━━━ Input material

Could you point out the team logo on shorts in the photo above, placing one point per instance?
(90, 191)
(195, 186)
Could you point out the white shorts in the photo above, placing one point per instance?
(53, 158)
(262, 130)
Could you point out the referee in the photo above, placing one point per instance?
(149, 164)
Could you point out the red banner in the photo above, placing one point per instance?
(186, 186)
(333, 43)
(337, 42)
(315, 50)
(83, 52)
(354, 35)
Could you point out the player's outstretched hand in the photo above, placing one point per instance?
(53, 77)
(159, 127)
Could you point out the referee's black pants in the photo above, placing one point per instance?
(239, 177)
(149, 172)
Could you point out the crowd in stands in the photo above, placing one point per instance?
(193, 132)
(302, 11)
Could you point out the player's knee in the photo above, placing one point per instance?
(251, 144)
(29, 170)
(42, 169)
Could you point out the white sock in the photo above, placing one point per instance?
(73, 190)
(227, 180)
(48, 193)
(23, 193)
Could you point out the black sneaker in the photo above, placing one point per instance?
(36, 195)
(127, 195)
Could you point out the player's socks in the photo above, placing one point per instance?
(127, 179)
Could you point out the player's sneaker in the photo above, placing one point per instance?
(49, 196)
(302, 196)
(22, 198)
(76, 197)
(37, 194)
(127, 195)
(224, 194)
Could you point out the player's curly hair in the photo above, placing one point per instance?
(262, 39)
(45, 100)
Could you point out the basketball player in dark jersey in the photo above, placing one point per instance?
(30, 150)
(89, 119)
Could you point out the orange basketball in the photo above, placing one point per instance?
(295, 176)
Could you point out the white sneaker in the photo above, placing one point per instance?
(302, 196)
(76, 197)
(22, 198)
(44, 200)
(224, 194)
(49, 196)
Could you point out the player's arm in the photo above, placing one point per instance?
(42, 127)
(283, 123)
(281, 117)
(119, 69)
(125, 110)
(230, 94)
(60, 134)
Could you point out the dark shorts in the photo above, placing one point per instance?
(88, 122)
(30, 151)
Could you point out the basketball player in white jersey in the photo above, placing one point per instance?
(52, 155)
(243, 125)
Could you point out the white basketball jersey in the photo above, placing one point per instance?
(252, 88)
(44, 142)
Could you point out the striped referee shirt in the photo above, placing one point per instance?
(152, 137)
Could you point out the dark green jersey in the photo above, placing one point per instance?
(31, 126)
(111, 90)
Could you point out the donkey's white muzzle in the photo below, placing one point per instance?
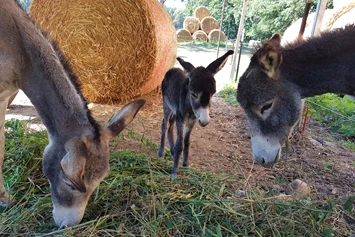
(266, 150)
(64, 216)
(203, 116)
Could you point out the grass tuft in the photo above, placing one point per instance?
(139, 198)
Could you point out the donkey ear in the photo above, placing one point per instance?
(123, 117)
(218, 64)
(186, 65)
(73, 163)
(270, 58)
(276, 40)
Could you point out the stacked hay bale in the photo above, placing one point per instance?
(118, 49)
(183, 35)
(201, 26)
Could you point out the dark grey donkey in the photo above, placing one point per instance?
(187, 98)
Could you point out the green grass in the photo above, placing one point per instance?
(139, 198)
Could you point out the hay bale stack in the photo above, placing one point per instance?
(214, 34)
(118, 49)
(342, 16)
(191, 24)
(183, 35)
(201, 12)
(200, 36)
(208, 24)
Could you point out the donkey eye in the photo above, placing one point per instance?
(194, 95)
(266, 107)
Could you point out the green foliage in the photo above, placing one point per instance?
(263, 17)
(335, 112)
(139, 198)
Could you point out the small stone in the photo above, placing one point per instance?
(298, 189)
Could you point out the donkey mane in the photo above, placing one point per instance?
(69, 71)
(77, 85)
(322, 48)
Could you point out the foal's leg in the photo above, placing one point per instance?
(167, 114)
(179, 143)
(171, 133)
(187, 131)
(4, 196)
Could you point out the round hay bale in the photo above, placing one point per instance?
(342, 16)
(209, 23)
(183, 35)
(191, 24)
(201, 12)
(214, 34)
(200, 36)
(118, 49)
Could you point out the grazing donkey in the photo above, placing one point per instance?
(76, 159)
(186, 98)
(271, 89)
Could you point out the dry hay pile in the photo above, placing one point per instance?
(200, 36)
(214, 35)
(343, 16)
(209, 23)
(191, 24)
(183, 35)
(201, 12)
(118, 49)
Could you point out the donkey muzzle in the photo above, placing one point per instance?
(266, 150)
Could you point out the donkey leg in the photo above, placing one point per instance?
(187, 131)
(171, 133)
(167, 113)
(4, 196)
(179, 143)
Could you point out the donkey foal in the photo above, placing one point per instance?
(186, 98)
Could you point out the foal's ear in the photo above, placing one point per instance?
(188, 67)
(73, 163)
(276, 40)
(270, 57)
(218, 64)
(123, 117)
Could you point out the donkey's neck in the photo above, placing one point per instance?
(322, 65)
(46, 82)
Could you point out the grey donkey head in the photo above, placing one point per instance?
(76, 168)
(202, 85)
(272, 104)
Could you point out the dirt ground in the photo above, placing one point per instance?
(224, 147)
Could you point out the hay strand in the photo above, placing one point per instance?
(183, 35)
(214, 34)
(208, 24)
(116, 48)
(200, 36)
(191, 24)
(201, 12)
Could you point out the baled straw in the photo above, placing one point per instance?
(201, 12)
(183, 35)
(118, 49)
(342, 17)
(200, 36)
(214, 34)
(191, 24)
(209, 23)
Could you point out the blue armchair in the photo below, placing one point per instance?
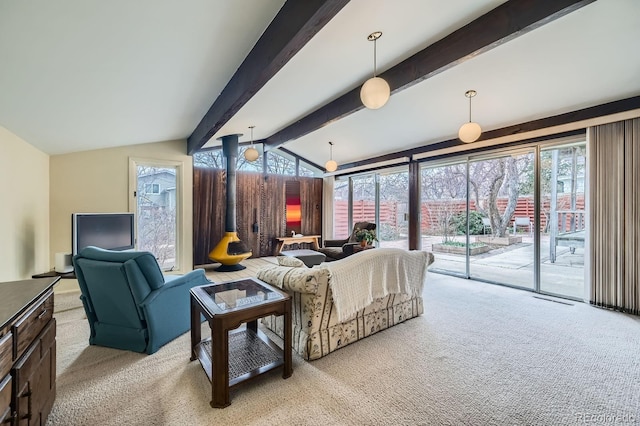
(129, 303)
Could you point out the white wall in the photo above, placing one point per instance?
(24, 208)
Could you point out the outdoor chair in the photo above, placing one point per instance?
(339, 249)
(129, 303)
(522, 222)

━━━━━━

● Challenge:
Make an exact copy of the data, leaving its pictures out.

● Result for this exercise:
Could you point out the team logo on shorts in the photo above, placing one point per instance?
(90, 191)
(195, 186)
Could you point out the white shorts in the photo above, placing one point per instance?
(53, 158)
(262, 130)
Could you point out the referee in the photo above, placing one point per instance?
(149, 164)
Could you point out the red banner in the photo above, placing one point per instance?
(186, 186)
(333, 43)
(337, 42)
(315, 50)
(83, 52)
(354, 35)
Could you point out the player's outstretched hand in the photo above, placing one point per instance?
(53, 77)
(159, 127)
Could you point out the referee's black pants in the photo above, placing one point per instance?
(239, 177)
(149, 172)
Could you point out the crowd in stands in the photo above, placing one point per instance?
(193, 132)
(302, 11)
Could you point out the player's knee in the photo above, placing one point per instance?
(251, 144)
(29, 170)
(42, 169)
Could you point out the white sock in the photo above, placing one point per instance?
(73, 190)
(227, 180)
(48, 193)
(23, 193)
Could you point out the black sneaker in the photo above, placing one point per instance?
(36, 195)
(127, 195)
Could you point out the player's socks in the photo above, placing one point per instance?
(127, 179)
Could you point out the player's sneaker in the photo above, placing one point per instance?
(49, 196)
(302, 196)
(22, 198)
(76, 197)
(37, 194)
(127, 195)
(224, 194)
Could you point out the player's curly hair in the photo above, placing one point per instance?
(262, 39)
(45, 100)
Could you point out the basketball player in dark jersey in the photo above, placing one point per instance?
(30, 150)
(89, 119)
Could you point out the orange basketball in the photo above, placing one point per instance?
(295, 176)
Could you point out the white sneaker in the photo above, placing one point per instance?
(302, 196)
(76, 197)
(22, 198)
(44, 200)
(224, 194)
(49, 196)
Could you point out the player's arm in the photo above, placing one point per instance?
(42, 127)
(283, 123)
(281, 117)
(119, 69)
(125, 110)
(230, 94)
(60, 134)
Could you point out the dark shorts in the photo above, placing one point per instance?
(88, 122)
(30, 151)
Could you point out the basketball player in white jersey in the photo above, placing one point per instance?
(52, 155)
(243, 125)
Could you point out the white basketball jersey in the photo above, placing one point per instance?
(252, 88)
(44, 142)
Could you point out the striped referee shirt in the photo above, placing one point per instance?
(152, 137)
Could you point out the dark green jersey in the photo above, placing one point per instance?
(31, 126)
(111, 90)
Could you point out the donkey's white muzzle in the photo below, placing one point per instance?
(266, 150)
(64, 216)
(203, 116)
Could you point out the grass tuft in the photo above, placing one point per instance?
(139, 198)
Could you point out the donkey ear in the photo above, placing one point per instance?
(123, 117)
(218, 64)
(186, 65)
(73, 163)
(270, 58)
(276, 40)
Could you point out the stacked hay bale in the photo above, placing one point per instance?
(118, 49)
(183, 35)
(201, 26)
Could you point out the dark grey donkey in the photo above, placing one point per instance?
(187, 98)
Could you point out the green grass in the photo above, placing one point per instance?
(139, 198)
Could you point out the hay bale stack in the photo above, placing one point per instance?
(214, 34)
(118, 49)
(342, 16)
(191, 24)
(183, 35)
(201, 12)
(200, 36)
(208, 24)
Could you point out the donkey eye in the photo above, placing one point per instance?
(194, 95)
(266, 107)
Could you point out the green foliage in the photo above, placing one point per instance?
(263, 17)
(335, 112)
(139, 198)
Could you point out the small stone in the photo above, placing one point per instance?
(298, 189)
Could you point out the donkey mane in the photo above, placing one point per instance?
(69, 71)
(77, 85)
(322, 48)
Could you point out the foal's leg in the photo above, placing one point per instance?
(167, 114)
(179, 143)
(171, 133)
(187, 131)
(4, 196)
Could you point out the round hay bale in the photo above, placing one point per instance?
(342, 16)
(209, 23)
(183, 35)
(191, 24)
(201, 12)
(214, 34)
(200, 36)
(118, 49)
Could you point out the grazing donkey in the photo above, placing one point per instance?
(76, 159)
(186, 98)
(271, 89)
Could you point out the dry hay pile in the photo above, placing one point per instance?
(200, 36)
(214, 35)
(343, 16)
(209, 23)
(191, 24)
(183, 35)
(201, 12)
(118, 49)
Could you point out the donkey muzzle in the photo above, placing one point per instance?
(266, 150)
Could you point out the donkey leg in the photo above, placing one point per instance?
(187, 131)
(171, 133)
(167, 113)
(4, 196)
(179, 143)
Could you point out the donkey foal in the photo above, placing one point per instance?
(186, 98)
Could you point out the foal's ear in the photo above, placing one point per instance?
(188, 67)
(73, 163)
(276, 40)
(270, 57)
(218, 64)
(123, 117)
Could you point out the donkey's neck in the photo above, placing one point per instance?
(322, 65)
(46, 82)
Could you point out the grey donkey head in the photo above, placing one point per instance?
(76, 168)
(202, 85)
(272, 104)
Could you point out the dirt ground in the photo above, placing one point per instance?
(224, 147)
Could you point out the hay strand in the photo above, placing one point per instance?
(183, 35)
(214, 34)
(208, 24)
(116, 48)
(200, 36)
(191, 24)
(201, 12)
Could you point out the baled straw in the photo above, placing one point per instance?
(201, 12)
(183, 35)
(118, 49)
(342, 17)
(200, 36)
(214, 34)
(191, 24)
(209, 23)
Could you point out the blue armchair in the photo below, placing one point per instance?
(129, 303)
Could you point out the white wall in the photo above, placing one point per instance?
(24, 208)
Could you point out the outdoor chair in the photo above, placing one point per instance?
(339, 249)
(129, 303)
(522, 222)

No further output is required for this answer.